→ EXERCISE REQUIREMENTS: Copy exactly the lines of the records below, and only those lines, beginning with the line that contains "Please put a point on the knit" and ending with the line that contains "Please put a point on the grey".

[[ DATA FOR THE TASK, beginning ]]

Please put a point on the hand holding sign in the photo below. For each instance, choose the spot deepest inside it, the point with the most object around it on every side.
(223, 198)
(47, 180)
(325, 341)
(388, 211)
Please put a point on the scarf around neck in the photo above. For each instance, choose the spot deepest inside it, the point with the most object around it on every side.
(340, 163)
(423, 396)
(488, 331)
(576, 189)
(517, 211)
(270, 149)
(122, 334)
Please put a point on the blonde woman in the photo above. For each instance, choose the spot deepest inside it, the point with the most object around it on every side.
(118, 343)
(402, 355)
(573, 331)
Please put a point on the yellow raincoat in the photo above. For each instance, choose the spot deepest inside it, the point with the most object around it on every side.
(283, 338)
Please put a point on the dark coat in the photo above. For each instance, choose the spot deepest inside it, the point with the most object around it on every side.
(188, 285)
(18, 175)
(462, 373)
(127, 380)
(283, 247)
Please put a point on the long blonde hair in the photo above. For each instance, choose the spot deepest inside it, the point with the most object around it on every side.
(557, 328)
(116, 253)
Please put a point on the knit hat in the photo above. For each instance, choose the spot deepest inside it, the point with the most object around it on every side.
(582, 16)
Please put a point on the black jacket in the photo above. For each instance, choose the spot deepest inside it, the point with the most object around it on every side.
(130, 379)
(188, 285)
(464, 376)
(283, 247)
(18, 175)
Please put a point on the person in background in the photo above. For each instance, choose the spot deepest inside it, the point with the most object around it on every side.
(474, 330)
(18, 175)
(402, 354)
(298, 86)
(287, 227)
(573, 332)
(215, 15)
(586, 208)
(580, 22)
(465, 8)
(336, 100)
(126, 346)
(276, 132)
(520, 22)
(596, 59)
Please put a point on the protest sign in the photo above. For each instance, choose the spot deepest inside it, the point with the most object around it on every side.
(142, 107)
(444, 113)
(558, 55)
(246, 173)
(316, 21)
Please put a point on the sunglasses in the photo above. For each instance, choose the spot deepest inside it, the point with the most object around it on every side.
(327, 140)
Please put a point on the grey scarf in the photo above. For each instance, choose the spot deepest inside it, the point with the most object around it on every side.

[[ DATA FOR THE TASK, end ]]
[[ DATA FOR THE TASK, beginning ]]

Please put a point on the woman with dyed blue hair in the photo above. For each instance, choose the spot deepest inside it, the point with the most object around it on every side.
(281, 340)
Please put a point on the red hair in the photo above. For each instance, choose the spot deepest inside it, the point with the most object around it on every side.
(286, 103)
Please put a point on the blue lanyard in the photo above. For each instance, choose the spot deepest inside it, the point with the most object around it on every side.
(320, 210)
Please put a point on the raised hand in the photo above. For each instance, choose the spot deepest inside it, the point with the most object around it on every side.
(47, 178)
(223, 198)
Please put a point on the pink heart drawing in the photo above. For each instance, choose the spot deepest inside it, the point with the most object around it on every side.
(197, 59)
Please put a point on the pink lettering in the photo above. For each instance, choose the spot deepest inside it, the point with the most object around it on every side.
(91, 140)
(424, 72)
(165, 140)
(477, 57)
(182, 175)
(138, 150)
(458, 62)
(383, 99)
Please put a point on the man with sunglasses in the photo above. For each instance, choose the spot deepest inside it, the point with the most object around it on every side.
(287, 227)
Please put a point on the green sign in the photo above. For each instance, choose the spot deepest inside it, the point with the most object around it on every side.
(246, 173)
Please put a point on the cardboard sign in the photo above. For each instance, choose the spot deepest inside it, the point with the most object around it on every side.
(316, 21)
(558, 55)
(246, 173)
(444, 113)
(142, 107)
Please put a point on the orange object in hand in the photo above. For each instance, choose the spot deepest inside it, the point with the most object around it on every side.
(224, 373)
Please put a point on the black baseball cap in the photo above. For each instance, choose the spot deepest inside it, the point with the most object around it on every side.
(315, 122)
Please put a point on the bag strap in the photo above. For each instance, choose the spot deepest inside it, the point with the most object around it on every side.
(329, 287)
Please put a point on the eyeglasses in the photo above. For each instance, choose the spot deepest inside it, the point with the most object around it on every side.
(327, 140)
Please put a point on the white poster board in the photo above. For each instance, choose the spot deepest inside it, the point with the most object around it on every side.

[[ DATA FOR THE TASK, end ]]

→ ANSWER FOR THIS EXERCISE:
Please put a point on the knit hat in the photo above. For each instance, choose the spot deepest inside it, the point with the most object around it on every side.
(582, 16)
Please put a point on the black jacket in the photo above. For each instance, choose the spot deepest inside it, the point with the most object around it on every side.
(130, 379)
(188, 285)
(464, 376)
(283, 247)
(18, 175)
Please put a point on the person in background in the photo above. For each instance, choose the spot deepest inside it, the point with the most object around it on every side.
(474, 330)
(18, 175)
(402, 354)
(298, 86)
(287, 227)
(573, 332)
(215, 15)
(586, 208)
(580, 22)
(465, 8)
(336, 100)
(126, 346)
(276, 132)
(520, 22)
(596, 59)
Please put a point on the protest sign in the photo above. For each instance, choose the spot deepest inside it, the point with the most object around it on every side.
(142, 107)
(444, 113)
(558, 55)
(246, 173)
(316, 21)
Please put a point on the sunglasses in the photo above. For each instance, choose the spot deepest inside it, the point with the most object around it on every side.
(327, 140)
Please put a point on the grey scarf in the photo above. For each instance, choose the spot deepest inside it, the point with the most object around it on every side.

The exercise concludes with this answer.